» **Instructions to follow**: How many lines in the listing below contain the string "shovel"? Reply with the number alone.

Begin Information shown

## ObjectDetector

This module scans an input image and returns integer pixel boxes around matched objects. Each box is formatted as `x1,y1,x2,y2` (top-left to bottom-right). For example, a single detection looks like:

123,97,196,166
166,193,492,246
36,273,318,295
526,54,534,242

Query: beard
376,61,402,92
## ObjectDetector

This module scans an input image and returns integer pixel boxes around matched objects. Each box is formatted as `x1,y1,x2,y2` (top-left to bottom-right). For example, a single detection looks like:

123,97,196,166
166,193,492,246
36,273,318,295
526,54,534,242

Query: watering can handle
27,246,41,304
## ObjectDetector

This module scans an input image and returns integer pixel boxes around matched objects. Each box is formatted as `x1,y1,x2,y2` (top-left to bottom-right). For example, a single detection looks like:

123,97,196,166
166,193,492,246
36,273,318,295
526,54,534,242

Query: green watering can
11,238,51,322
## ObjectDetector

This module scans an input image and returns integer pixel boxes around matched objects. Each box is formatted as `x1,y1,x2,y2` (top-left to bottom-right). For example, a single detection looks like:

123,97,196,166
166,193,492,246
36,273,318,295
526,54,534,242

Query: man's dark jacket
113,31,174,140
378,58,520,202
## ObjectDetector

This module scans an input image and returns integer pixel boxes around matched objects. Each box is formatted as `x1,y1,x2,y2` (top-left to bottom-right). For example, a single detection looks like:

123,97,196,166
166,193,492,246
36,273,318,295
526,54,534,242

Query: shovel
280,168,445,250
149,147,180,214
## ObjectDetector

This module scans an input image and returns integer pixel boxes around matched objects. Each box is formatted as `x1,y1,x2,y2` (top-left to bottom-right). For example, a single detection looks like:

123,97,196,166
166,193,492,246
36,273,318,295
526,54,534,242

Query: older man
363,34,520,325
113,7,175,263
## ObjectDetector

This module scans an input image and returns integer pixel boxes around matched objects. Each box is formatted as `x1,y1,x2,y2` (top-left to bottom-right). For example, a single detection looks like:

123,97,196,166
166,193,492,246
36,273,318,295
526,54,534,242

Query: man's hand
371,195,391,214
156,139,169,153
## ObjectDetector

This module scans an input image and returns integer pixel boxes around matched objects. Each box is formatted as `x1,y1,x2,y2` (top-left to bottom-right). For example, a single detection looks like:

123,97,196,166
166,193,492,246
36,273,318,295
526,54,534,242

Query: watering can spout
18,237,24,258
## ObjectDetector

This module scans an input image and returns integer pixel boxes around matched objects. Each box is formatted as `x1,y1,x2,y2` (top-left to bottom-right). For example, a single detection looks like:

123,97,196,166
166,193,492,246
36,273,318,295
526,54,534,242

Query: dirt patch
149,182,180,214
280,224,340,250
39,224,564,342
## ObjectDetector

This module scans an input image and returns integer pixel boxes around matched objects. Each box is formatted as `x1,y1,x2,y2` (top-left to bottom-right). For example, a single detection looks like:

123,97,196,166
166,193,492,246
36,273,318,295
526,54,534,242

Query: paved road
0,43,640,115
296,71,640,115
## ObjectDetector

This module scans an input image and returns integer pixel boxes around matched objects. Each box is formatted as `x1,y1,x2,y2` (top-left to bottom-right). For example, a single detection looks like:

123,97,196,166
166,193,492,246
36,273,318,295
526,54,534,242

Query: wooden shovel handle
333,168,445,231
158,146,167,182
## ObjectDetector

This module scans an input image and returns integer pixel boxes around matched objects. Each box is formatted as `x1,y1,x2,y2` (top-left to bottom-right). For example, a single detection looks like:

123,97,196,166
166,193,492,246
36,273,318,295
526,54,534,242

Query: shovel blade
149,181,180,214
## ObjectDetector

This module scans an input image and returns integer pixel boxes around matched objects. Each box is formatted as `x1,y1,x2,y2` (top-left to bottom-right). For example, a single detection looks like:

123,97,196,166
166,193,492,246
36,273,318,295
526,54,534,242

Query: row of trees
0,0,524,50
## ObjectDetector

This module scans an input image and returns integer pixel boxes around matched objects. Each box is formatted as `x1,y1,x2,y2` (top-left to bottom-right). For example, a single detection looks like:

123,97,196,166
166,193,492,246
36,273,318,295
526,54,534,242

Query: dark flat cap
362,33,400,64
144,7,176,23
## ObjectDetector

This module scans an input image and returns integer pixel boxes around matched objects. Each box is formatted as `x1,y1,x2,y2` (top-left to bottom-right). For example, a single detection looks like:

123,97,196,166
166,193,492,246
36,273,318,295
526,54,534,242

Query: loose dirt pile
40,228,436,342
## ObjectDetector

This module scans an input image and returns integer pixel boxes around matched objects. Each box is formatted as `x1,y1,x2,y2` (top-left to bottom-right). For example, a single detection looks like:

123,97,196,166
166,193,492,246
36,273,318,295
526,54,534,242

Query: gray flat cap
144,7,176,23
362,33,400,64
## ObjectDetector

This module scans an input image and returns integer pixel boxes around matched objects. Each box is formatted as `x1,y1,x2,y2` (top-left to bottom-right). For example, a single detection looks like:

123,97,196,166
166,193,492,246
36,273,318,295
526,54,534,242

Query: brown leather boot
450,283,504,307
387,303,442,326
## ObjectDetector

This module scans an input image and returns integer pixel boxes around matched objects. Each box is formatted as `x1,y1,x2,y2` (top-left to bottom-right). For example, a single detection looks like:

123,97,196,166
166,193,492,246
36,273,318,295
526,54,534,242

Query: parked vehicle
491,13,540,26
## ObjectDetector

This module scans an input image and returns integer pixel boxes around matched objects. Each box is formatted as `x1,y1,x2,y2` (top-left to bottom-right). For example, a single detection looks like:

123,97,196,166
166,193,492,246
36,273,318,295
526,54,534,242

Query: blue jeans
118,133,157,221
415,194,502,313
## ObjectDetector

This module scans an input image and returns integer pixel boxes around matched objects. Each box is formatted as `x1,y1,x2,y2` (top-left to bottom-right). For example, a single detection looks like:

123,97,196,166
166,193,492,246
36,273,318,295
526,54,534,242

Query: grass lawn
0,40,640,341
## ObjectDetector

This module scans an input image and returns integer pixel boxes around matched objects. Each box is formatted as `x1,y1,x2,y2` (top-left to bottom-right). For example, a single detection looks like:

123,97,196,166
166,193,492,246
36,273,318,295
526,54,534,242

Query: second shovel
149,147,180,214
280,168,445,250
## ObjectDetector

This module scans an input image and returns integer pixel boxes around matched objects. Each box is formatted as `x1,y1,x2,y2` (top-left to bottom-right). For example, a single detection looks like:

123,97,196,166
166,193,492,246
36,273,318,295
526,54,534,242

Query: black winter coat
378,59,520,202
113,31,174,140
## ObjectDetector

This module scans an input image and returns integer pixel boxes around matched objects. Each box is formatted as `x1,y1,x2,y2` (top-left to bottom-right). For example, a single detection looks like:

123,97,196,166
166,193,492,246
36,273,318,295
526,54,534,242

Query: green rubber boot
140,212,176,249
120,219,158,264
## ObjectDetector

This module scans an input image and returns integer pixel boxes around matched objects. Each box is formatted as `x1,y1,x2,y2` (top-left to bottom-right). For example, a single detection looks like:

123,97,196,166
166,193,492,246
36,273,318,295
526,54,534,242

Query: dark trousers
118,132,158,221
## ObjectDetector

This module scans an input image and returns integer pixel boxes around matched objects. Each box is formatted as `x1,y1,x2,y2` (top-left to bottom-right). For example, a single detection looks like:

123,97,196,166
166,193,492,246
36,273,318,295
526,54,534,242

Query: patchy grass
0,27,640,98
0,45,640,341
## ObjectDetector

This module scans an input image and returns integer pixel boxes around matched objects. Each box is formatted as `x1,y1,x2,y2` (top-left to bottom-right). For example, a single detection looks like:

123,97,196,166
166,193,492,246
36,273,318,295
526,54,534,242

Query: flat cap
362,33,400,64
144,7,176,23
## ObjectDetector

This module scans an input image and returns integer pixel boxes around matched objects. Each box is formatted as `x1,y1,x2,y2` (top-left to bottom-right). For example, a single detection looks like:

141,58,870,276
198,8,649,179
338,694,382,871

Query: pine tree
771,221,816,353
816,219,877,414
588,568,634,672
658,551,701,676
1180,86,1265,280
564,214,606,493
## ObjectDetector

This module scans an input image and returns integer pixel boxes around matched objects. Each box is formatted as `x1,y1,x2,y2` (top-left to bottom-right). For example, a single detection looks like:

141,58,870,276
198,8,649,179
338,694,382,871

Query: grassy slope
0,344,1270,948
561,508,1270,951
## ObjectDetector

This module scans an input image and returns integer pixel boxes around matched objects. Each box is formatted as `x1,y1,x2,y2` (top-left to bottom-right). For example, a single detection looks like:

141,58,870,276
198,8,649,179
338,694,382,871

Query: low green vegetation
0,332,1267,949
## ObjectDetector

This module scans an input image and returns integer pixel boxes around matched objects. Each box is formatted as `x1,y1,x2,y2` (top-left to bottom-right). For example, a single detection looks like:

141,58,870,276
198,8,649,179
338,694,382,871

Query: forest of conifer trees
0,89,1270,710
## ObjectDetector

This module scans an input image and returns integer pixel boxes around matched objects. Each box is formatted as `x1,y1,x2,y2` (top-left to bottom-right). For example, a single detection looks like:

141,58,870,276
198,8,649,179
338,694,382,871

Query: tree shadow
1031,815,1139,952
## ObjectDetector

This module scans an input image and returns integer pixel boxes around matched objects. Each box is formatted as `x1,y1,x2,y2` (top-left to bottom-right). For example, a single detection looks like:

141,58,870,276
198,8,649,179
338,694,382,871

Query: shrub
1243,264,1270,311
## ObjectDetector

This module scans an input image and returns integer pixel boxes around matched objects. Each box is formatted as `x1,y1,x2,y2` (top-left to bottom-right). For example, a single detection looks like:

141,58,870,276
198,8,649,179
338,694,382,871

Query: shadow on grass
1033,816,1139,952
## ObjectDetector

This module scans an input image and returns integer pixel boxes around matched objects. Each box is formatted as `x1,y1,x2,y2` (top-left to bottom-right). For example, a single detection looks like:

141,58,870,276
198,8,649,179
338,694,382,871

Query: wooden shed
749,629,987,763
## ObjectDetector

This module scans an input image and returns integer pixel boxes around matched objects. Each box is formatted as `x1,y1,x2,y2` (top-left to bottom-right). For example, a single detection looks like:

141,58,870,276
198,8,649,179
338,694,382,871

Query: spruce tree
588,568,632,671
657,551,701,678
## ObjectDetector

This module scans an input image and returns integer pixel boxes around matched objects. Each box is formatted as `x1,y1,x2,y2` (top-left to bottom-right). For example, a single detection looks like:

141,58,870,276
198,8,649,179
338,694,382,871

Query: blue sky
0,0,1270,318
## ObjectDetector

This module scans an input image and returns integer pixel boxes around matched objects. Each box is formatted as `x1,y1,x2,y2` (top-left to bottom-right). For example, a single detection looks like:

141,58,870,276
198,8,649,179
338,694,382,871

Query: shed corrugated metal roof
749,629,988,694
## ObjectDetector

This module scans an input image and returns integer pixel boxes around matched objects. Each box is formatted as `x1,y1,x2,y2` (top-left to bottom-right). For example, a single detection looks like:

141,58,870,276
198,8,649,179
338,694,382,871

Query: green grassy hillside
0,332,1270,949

End Information shown

» **Output for this exercise**: 4